__LISTED ENTRIES__:
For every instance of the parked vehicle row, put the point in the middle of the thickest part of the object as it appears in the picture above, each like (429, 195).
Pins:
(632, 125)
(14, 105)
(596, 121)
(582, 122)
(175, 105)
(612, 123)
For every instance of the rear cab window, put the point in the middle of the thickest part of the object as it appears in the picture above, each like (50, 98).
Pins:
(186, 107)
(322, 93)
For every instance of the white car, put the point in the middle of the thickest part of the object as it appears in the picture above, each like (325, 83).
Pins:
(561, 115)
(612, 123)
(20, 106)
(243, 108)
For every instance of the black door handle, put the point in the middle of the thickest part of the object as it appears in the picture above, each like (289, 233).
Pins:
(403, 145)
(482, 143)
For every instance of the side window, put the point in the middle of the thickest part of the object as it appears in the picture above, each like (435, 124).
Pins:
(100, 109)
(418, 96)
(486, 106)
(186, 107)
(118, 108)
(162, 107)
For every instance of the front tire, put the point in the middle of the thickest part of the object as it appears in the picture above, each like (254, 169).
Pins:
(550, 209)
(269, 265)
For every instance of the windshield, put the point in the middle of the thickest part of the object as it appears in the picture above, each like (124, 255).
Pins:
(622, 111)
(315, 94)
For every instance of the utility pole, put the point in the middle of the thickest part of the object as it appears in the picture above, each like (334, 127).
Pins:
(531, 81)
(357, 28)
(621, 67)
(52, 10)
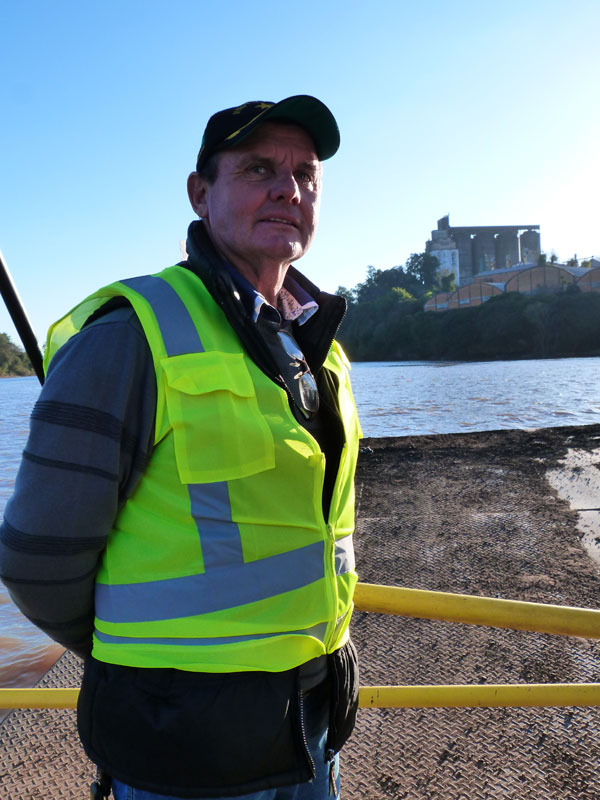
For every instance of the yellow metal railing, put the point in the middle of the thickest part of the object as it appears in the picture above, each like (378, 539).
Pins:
(488, 611)
(471, 610)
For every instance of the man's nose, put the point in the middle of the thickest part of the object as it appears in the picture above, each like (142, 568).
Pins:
(285, 187)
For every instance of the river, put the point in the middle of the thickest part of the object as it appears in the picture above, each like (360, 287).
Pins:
(393, 399)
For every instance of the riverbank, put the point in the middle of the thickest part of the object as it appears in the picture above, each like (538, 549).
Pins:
(469, 513)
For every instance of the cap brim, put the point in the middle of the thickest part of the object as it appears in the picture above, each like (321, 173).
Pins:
(305, 111)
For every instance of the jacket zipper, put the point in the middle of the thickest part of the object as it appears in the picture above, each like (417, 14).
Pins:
(310, 759)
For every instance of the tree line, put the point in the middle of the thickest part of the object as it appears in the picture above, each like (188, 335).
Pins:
(13, 360)
(386, 322)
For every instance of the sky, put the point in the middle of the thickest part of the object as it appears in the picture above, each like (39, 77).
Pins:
(486, 111)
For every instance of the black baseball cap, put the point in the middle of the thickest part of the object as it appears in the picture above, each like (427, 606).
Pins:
(228, 128)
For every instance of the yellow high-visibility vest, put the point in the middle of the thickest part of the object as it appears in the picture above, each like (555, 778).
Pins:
(221, 560)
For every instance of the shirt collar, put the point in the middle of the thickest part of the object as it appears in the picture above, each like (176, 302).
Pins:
(293, 302)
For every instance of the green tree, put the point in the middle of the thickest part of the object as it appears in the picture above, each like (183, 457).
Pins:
(13, 360)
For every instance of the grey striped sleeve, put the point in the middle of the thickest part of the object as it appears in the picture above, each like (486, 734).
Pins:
(90, 440)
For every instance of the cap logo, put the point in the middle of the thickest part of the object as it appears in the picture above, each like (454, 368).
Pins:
(263, 107)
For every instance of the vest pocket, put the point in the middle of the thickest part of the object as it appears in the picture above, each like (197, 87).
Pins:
(219, 432)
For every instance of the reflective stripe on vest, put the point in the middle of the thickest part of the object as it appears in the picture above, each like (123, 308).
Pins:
(208, 592)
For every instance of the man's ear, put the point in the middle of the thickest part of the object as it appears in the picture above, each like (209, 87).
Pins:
(197, 187)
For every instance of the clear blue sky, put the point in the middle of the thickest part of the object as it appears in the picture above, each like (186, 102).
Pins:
(488, 111)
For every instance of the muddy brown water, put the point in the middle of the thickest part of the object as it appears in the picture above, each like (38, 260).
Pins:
(470, 513)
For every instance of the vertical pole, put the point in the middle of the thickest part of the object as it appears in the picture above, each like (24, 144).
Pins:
(19, 317)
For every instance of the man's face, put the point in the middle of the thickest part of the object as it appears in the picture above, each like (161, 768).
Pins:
(263, 208)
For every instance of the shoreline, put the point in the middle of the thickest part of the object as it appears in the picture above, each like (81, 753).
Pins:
(469, 513)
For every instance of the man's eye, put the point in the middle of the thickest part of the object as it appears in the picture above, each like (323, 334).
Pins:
(306, 177)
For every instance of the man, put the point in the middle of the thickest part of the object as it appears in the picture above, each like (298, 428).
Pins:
(183, 514)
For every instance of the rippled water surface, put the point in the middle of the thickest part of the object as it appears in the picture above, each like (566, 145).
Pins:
(393, 399)
(412, 398)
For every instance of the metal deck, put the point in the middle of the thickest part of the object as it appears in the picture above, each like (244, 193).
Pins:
(471, 514)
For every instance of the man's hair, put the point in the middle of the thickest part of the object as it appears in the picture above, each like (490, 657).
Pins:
(210, 169)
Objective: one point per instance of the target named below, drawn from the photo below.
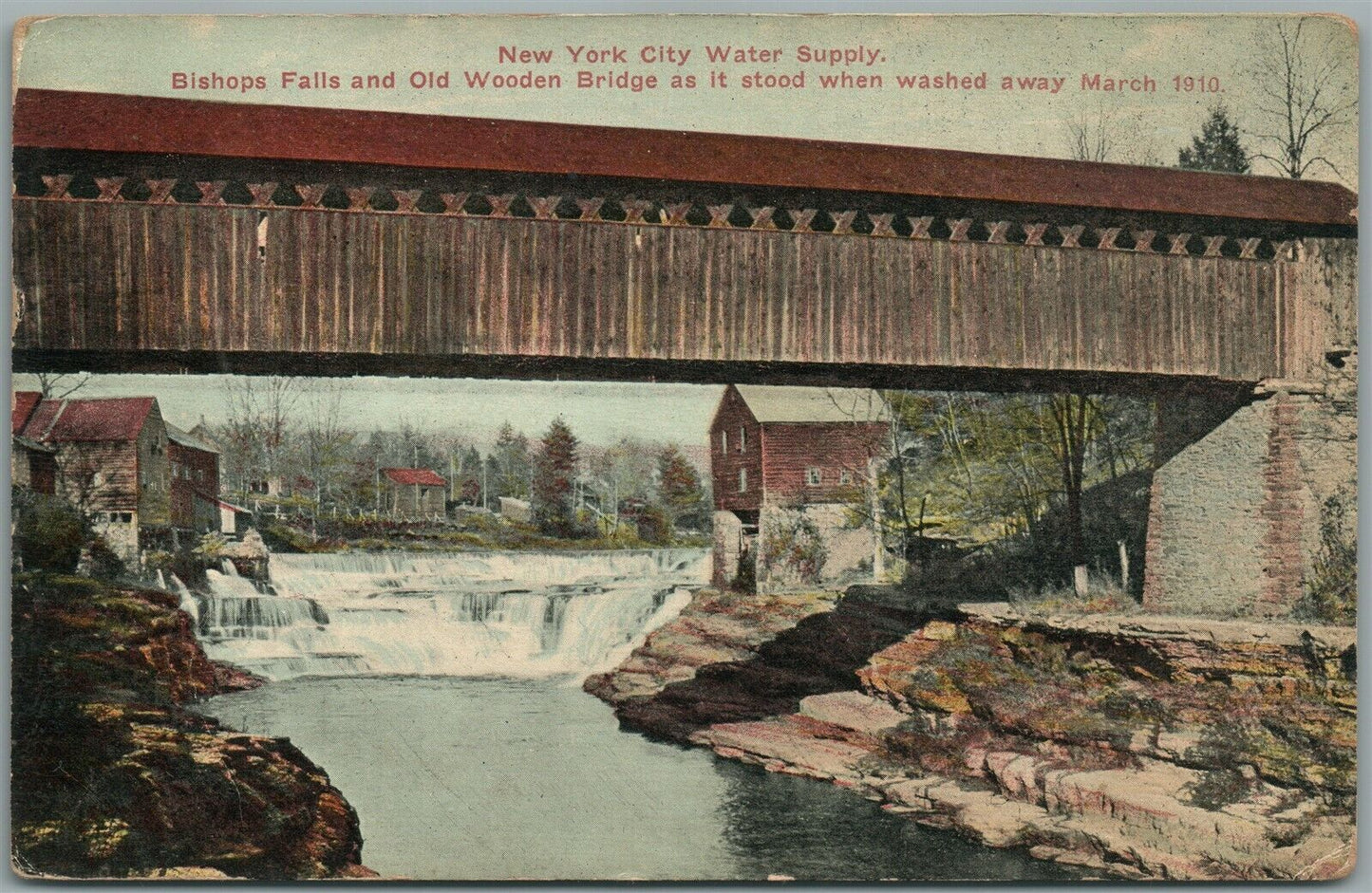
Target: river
(443, 699)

__EXERCISE PROMPT__: Identify the lines above with the word "tree". Copy them.

__FINAL ANSWER__:
For every instance of the tree line, put the point in the middle of the thickest part of the object as it appears in the picture above, each like (188, 335).
For every instance of the green tree, put the point in the middle of the thickest part of the object as it appears in the picture above, each like (183, 457).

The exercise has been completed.